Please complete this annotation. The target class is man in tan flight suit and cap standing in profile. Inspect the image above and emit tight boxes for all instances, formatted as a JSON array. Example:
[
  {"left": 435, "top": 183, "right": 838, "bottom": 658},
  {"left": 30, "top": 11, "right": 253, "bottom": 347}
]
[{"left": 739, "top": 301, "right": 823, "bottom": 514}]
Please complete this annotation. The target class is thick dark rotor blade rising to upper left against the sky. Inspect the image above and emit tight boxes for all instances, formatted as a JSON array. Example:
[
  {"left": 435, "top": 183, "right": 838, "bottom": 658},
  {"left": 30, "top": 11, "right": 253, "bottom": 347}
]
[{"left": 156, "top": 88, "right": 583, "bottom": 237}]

• • • • • • •

DESCRIPTION OF THE TASK
Output the records in full. Match them exactly.

TASK ANSWER
Please complete this annotation. The target class is man in tan flight suit and cap standing in profile. Inspect the image above and emit tight boxes for all instances, formatted as a JSON array. Example:
[
  {"left": 435, "top": 183, "right": 838, "bottom": 658},
  {"left": 30, "top": 11, "right": 253, "bottom": 347}
]
[{"left": 739, "top": 301, "right": 823, "bottom": 514}]
Please complete this annotation. The target class is thick dark rotor blade rising to upper left against the sky. Inspect the image above and emit tight boxes for all instances, formatted as a JSON array. Example:
[
  {"left": 435, "top": 183, "right": 838, "bottom": 658},
  {"left": 30, "top": 11, "right": 253, "bottom": 347}
]
[{"left": 156, "top": 88, "right": 583, "bottom": 237}]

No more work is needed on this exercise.